» **DOCUMENT EXTRACT**

>> Start

Patent Application
20140237993
The present invention relates to a method and diesel engine arrangement for varnish build-up control in a variable geometry turbine (VGT) of a diesel engine turbocharger.
Varnish is an unwanted, usually glossy film that primarily comprises unburnt hydrocarbons. In a turbocharged diesel engine, this condition often results from incomplete combustion in a relatively cold engine cylinder. The semi-burnt fuel hardens on the turbocharger nozzle, tending to cause it to stick, and usually requiring replacement of the turbocharger.
In conventional diesel engines, it is known to periodically cycle the VGT nozzle through an open and closed position to facilitate removal of built-up soot. It is also known to perform “heat mode” operations that are designed to increase exhaust gas temperatures to facilitate cleaning, regenerating, or heating up of exhaust aftertreatment system components such as diesel oxidation catalysts and diesel particulate filters. It has also been found that soot deposits tend to occur during extended operation at idle in low temperatures, and that it can be beneficial to periodically heat exhaust temperatures to facilitate soot removal. These operations do not, however, ordinarily prevent or remove varnish build-up.
It is therefore desirable to provide a method for controlling varnish build-up. It is also desirable to provide a diesel engine arrangement set up to facilitate control of varnish build-up.

>> End

(Entries taken from a collection)
>> Start

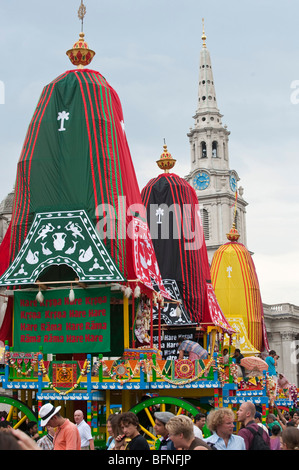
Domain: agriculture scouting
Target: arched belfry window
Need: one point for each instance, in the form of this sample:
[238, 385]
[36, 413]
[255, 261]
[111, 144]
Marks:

>> End

» **WORK TO COMPLETE**
1 – Can you condense the paragraph of the patent application above that begins "Varnish is an unwanted" into a shorter version that keeps its main facts?
2 – Could you output, word for word, the portion of the patent application above that opens with the words containing "Patent Application" and closes with "of the turbocharger."?

» **COMPLETE ANSWERS**
1 – Varnish is an unwanted glossy film made mostly of unburnt hydrocarbons. In turbocharged diesel engines it often results from incomplete combustion in a relatively cold cylinder. The semi-burnt fuel hardens on the turbocharger nozzle, which tends to make the nozzle stick and usually means the turbocharger must be replaced.

2 –
Patent Application
20140237993
The present invention relates to a method and diesel engine arrangement for varnish build-up control in a variable geometry turbine (VGT) of a diesel engine turbocharger.
Varnish is an unwanted, usually glossy film that primarily comprises unburnt hydrocarbons. In a turbocharged diesel engine, this condition often results from incomplete combustion in a relatively cold engine cylinder. The semi-burnt fuel hardens on the turbocharger nozzle, tending to cause it to stick, and usually requiring replacement of the turbocharger.